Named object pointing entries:

** Start **

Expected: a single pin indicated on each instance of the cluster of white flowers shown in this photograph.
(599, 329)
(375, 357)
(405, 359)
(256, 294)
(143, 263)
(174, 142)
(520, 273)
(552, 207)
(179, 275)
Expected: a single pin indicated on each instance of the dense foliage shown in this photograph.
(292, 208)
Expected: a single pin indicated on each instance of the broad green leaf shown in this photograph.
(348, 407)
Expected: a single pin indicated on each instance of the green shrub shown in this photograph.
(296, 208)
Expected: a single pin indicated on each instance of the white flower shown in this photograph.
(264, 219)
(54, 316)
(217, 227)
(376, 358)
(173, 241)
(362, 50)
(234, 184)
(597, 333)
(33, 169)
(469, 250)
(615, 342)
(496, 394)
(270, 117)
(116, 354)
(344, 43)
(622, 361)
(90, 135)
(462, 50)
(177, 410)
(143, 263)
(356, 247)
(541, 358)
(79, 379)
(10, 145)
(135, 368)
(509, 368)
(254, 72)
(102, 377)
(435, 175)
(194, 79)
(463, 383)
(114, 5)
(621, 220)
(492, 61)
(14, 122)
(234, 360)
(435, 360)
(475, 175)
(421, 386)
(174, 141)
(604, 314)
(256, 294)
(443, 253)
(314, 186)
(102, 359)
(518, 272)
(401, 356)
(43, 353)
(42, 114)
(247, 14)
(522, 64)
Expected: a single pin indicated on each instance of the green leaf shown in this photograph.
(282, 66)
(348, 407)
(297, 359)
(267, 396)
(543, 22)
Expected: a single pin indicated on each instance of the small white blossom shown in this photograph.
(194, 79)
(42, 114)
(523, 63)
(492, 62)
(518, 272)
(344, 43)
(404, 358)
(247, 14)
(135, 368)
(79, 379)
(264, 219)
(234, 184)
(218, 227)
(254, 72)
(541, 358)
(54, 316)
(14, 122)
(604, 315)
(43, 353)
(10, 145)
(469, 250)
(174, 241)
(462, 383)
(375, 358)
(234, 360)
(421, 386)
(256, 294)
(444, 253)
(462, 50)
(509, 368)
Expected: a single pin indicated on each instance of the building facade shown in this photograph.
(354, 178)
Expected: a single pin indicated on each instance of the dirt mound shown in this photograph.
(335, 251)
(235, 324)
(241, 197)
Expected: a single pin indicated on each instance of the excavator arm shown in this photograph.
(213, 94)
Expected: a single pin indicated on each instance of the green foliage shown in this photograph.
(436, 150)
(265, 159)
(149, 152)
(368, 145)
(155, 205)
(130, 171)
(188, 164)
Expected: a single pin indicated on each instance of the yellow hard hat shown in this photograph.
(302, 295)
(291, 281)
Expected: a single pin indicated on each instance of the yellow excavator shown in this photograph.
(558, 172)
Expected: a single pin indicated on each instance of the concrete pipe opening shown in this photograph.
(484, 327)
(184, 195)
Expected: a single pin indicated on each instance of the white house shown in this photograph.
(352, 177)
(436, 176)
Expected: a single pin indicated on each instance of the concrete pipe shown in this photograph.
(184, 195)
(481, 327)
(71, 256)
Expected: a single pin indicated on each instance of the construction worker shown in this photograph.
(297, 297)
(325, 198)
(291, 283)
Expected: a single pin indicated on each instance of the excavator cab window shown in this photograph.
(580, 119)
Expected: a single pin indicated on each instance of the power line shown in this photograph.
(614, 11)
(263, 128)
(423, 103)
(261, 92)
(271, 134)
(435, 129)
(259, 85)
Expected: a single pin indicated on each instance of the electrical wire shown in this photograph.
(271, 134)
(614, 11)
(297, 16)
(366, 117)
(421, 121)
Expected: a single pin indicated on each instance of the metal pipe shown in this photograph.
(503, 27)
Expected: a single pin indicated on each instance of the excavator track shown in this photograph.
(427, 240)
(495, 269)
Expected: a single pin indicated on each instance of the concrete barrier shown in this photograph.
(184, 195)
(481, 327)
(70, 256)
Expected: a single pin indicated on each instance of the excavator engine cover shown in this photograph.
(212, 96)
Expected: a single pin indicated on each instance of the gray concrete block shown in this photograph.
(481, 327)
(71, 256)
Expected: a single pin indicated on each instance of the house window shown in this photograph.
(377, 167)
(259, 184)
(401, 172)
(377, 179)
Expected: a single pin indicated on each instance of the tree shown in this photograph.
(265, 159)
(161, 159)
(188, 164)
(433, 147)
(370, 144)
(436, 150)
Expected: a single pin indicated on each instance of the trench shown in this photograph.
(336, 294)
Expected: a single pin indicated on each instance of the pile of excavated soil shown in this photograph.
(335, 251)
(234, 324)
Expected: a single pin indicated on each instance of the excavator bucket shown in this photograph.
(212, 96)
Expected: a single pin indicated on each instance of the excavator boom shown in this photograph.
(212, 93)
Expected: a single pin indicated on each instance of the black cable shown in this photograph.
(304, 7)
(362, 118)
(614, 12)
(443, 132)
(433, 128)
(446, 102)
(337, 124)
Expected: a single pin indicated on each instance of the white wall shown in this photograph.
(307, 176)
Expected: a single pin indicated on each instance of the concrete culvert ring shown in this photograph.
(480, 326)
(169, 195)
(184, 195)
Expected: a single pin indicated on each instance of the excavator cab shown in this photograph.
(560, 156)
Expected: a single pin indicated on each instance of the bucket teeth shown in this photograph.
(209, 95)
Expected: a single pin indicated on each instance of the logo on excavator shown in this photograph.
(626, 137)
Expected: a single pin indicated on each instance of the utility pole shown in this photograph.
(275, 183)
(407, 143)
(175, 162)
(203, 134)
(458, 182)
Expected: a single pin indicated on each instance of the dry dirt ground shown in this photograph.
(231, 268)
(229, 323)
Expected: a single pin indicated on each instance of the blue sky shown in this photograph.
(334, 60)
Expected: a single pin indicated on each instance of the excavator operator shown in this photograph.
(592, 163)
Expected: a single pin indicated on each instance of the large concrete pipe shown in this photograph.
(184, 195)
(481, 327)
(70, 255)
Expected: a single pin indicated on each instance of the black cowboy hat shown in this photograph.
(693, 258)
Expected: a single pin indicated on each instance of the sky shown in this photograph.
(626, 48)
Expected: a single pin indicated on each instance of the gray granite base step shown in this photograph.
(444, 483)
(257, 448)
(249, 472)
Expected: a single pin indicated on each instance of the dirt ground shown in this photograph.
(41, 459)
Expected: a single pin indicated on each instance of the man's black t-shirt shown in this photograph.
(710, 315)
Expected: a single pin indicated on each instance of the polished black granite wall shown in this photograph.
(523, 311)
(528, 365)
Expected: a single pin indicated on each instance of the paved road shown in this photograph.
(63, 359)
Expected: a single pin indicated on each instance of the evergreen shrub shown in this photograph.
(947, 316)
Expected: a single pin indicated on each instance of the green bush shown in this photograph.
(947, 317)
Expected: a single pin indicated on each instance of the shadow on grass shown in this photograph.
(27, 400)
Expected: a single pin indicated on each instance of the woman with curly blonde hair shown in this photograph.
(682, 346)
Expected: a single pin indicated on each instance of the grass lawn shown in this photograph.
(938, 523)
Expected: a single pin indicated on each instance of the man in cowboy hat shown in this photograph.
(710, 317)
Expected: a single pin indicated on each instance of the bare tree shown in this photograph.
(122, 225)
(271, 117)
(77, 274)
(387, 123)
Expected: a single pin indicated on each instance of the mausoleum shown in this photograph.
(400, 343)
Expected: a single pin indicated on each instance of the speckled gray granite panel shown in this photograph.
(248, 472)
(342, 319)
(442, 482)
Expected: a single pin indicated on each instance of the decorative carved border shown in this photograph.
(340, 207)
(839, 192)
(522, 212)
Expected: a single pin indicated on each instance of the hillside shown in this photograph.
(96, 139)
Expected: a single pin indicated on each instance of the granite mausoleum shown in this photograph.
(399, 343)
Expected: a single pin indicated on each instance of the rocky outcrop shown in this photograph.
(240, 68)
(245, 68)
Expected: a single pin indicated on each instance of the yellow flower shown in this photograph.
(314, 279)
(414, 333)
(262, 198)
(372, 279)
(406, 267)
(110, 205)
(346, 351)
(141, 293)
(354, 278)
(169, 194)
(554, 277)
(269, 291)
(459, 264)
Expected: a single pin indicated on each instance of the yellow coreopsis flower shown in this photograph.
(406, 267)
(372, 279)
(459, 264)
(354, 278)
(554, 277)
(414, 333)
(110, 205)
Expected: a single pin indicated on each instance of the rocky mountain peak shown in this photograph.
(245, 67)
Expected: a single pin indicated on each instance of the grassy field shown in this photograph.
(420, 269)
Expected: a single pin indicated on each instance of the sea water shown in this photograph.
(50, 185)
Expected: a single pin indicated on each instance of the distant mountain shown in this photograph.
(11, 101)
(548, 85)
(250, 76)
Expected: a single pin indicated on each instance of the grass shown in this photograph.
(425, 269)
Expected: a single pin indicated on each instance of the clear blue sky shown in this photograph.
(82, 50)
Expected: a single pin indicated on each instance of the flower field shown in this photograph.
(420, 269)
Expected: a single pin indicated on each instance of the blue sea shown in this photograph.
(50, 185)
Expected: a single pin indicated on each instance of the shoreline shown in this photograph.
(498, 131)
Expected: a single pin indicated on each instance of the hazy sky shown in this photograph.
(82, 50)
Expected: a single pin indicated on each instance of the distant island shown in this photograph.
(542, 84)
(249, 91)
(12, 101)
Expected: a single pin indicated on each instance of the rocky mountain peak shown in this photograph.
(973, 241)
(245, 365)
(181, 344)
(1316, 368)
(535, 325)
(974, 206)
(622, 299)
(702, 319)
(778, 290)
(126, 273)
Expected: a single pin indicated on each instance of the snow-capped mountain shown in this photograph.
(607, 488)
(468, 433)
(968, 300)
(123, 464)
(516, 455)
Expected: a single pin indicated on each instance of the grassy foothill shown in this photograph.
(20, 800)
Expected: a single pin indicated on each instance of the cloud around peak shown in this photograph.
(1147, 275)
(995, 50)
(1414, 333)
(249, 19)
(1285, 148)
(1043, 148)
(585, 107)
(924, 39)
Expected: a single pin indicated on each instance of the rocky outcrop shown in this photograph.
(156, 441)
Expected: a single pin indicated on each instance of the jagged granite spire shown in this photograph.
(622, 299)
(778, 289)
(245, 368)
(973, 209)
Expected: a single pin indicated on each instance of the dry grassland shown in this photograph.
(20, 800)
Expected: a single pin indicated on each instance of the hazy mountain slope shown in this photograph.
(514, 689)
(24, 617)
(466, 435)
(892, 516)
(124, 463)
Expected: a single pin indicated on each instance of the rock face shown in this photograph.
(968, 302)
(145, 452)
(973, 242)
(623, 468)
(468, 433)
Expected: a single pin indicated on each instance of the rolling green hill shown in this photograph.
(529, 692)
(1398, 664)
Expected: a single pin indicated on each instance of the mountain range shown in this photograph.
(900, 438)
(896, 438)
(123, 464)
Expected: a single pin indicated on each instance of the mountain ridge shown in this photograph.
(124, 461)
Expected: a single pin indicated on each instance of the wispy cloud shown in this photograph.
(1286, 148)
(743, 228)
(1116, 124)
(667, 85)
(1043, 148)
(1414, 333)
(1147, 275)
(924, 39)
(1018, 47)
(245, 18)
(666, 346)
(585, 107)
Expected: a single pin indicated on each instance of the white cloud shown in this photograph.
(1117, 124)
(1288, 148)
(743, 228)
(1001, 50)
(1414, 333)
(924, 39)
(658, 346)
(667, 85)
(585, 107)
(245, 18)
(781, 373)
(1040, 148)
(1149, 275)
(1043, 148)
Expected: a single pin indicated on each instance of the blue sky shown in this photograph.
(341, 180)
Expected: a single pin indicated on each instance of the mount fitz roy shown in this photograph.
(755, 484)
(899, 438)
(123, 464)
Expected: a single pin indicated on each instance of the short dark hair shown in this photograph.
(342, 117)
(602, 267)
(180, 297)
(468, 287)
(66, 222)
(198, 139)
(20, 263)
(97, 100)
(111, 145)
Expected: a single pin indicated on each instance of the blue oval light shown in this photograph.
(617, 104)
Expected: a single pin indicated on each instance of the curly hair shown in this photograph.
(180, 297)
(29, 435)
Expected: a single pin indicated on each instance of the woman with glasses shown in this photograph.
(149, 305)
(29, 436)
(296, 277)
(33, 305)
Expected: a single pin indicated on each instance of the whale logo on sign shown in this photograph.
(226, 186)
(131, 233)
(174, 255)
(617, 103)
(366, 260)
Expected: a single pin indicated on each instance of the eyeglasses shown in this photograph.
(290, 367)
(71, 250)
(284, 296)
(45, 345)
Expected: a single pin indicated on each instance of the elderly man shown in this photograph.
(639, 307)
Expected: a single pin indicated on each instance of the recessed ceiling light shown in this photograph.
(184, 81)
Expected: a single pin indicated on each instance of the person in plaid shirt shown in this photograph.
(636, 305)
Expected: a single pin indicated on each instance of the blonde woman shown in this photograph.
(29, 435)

** End **

Aim of the exercise: Reproduce the stretch from the line containing "Expected: a single pin indicated on each instance of the blonde" through the final line, with "blonde woman" changed to "woman with blonde hair" and nothing else altered.

Finished answer:
Expected: a single pin indicated on each instance of the woman with blonde hair shown in this photograph.
(29, 435)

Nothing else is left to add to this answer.